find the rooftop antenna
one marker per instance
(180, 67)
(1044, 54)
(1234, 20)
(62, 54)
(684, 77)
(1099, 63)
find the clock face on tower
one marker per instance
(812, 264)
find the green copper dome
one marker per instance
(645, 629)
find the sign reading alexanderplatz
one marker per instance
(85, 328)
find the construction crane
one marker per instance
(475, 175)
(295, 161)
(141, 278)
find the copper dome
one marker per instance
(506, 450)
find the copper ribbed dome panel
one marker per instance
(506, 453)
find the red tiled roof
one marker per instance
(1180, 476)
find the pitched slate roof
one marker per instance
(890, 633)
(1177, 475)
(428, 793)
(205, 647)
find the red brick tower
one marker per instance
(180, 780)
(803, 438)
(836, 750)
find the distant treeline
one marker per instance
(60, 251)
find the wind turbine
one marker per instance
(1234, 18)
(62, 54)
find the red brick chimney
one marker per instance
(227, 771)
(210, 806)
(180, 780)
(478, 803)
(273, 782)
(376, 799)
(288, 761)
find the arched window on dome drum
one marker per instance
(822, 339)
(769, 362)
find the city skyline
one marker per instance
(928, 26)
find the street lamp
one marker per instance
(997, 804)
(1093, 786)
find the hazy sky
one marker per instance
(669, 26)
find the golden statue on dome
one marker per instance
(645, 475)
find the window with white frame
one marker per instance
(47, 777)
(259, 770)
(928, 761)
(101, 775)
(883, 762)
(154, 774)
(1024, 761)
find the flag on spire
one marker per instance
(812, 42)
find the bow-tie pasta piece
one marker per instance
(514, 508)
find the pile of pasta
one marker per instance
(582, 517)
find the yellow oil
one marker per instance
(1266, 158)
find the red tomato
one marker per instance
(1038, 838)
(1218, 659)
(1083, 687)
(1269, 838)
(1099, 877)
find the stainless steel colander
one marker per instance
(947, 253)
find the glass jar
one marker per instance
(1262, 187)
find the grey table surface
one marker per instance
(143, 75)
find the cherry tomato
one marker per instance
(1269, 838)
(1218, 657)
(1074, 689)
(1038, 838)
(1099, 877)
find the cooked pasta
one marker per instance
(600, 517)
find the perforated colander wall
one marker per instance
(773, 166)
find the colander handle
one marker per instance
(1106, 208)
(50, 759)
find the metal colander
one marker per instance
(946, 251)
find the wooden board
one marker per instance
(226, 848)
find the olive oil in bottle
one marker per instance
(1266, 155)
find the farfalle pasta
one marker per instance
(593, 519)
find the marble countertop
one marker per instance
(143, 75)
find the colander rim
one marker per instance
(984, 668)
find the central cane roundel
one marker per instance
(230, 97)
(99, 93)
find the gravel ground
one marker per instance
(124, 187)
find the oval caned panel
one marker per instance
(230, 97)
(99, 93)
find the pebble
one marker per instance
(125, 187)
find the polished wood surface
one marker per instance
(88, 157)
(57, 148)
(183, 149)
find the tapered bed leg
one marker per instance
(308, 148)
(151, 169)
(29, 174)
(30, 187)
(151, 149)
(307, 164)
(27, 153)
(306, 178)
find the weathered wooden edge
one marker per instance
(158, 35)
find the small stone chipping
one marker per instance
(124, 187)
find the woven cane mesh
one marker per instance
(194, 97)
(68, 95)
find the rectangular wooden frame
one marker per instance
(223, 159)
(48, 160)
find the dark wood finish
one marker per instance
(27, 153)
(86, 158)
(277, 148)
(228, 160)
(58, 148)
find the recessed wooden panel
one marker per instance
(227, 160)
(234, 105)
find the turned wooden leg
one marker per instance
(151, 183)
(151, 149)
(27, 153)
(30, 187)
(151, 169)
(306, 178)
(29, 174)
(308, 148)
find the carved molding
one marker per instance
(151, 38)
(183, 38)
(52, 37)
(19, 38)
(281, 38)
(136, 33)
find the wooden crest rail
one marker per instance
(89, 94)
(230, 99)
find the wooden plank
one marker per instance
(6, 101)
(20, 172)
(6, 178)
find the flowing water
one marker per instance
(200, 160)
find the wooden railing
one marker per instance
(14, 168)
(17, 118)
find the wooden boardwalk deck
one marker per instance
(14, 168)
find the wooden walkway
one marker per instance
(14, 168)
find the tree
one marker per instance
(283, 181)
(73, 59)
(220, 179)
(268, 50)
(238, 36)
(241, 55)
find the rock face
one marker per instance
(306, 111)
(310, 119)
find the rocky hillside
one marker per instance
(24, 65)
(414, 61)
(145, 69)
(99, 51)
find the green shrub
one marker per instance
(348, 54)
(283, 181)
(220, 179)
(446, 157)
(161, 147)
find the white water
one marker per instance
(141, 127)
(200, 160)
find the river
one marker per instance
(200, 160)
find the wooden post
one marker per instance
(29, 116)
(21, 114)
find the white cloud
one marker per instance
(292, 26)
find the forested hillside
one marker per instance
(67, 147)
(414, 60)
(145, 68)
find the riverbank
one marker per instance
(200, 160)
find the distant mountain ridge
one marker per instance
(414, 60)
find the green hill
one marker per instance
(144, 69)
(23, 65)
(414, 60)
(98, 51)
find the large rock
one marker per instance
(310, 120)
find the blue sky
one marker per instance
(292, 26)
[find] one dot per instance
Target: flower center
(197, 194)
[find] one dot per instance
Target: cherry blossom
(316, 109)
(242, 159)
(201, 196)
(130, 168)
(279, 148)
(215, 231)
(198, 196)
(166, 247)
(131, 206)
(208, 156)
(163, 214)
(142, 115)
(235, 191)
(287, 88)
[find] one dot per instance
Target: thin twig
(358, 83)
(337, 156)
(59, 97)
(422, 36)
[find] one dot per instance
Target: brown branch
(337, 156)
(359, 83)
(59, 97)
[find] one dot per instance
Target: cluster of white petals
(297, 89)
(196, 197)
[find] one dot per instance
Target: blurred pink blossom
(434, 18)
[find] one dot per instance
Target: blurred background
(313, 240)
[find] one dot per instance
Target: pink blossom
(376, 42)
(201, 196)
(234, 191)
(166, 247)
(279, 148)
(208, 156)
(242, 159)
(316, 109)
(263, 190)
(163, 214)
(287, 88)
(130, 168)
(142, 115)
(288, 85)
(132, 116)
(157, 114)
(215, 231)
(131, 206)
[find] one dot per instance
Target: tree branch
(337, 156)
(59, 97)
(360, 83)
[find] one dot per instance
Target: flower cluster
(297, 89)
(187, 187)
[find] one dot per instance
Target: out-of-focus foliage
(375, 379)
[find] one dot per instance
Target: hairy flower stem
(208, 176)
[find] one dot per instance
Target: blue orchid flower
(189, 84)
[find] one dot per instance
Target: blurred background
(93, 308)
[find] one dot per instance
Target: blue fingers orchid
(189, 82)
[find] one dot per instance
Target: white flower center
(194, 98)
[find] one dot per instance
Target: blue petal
──────────
* Brief *
Please, from the entries above, set down exactly the lines from the one containing "find the marble countertop" through the one containing "find the rectangular wooden frame", and only those.

* Solution to the problem *
find the marble countertop
one marker per instance
(143, 75)
find the colander rim
one marker per instance
(984, 668)
find the central cane roundel
one marker per instance
(230, 97)
(99, 93)
find the gravel ground
one marker per instance
(124, 187)
find the oval caned panel
one marker per instance
(230, 97)
(99, 93)
find the pebble
one marker per instance
(125, 187)
find the polished wood surface
one marker per instance
(88, 157)
(57, 148)
(183, 149)
find the tapered bed leg
one marker per instance
(308, 148)
(151, 169)
(29, 174)
(30, 187)
(151, 149)
(307, 164)
(27, 153)
(306, 178)
find the weathered wooden edge
one marker per instance
(158, 35)
find the small stone chipping
one marker per instance
(124, 187)
find the woven cane mesh
one marker per instance
(194, 97)
(68, 95)
find the rectangular wooden frame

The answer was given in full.